Source extract ->
--------------------------------------------------

So, if you hate your job, your boss, your company, or just about everything about your job, what can you do? Here are some tips.

Build connections with co-workers

Making friends at work isn’t just about having others to commiserate with, although sometimes that certainly helps.

Developing genuine connections with your colleagues can make work feel more meaningful and fun.

It also gives you something to look forward to every day, even if you dread the actual work.

Ask a co-worker out to lunch one day, or bring coffee and donuts in as a way of starting personal conversations and boosting morale.

Identify the problems and make adjustments

Before making any hasty decisions, consider some helpful adjustments. If you can identify specific things that are causing you stress or unhappiness at the job, take steps to remedy them.

Having problems with a co-worker? Set up a time to meet in person – maybe with a supervisor – to talk it out.

Don’t understand what’s expected of you? Ask your boss for clarification.

Making positive changes where possible can make a world of difference in your overall happiness at work.

--------------------------------------------------

Supplied data ->

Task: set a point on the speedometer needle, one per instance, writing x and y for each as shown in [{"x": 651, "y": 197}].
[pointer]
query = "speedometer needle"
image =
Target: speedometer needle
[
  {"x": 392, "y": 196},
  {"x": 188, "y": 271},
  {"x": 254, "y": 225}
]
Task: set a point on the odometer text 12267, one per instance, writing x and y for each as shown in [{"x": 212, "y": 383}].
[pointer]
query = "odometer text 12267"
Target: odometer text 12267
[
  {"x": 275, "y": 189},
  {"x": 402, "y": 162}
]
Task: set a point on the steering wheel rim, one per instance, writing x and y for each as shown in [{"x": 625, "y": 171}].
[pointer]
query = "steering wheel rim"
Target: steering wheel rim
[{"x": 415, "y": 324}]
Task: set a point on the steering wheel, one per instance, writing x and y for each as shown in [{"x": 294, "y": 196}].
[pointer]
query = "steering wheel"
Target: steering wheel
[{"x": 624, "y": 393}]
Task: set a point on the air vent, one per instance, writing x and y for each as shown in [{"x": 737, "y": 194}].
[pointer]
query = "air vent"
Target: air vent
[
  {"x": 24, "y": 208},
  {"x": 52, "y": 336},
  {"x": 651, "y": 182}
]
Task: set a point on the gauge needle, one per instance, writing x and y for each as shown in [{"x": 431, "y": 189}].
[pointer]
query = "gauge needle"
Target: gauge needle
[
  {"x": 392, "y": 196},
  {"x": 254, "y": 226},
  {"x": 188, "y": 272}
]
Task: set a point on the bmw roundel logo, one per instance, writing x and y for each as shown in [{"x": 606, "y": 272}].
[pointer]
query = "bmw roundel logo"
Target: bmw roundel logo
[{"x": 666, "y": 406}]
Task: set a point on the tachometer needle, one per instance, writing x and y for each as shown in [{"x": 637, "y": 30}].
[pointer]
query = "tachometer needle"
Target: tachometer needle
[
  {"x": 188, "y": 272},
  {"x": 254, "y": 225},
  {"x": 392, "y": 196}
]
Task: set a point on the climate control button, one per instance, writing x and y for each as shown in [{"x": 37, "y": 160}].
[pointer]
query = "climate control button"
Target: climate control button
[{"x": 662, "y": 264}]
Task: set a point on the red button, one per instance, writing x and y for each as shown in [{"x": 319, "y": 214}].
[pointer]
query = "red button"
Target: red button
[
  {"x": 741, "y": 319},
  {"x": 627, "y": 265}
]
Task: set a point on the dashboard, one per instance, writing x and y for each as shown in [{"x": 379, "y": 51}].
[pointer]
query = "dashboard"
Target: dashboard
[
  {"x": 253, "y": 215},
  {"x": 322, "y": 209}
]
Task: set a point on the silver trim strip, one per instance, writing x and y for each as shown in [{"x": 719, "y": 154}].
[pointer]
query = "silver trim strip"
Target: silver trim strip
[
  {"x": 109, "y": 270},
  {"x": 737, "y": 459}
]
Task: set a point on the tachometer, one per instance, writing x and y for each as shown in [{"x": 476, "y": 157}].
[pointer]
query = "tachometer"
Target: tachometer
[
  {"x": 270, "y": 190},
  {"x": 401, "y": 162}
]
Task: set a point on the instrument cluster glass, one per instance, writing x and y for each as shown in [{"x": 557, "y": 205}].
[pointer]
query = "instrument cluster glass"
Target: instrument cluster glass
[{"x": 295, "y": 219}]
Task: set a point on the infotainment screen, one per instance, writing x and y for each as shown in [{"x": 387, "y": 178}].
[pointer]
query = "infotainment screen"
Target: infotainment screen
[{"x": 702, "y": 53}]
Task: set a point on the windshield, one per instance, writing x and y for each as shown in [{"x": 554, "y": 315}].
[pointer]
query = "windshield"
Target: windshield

--------------------------------------------------

Work instructions ->
According to the tips for coping with a job you hate, what should you do if you don't understand what's expected of you?

Task response ->
Ask your boss for clarification.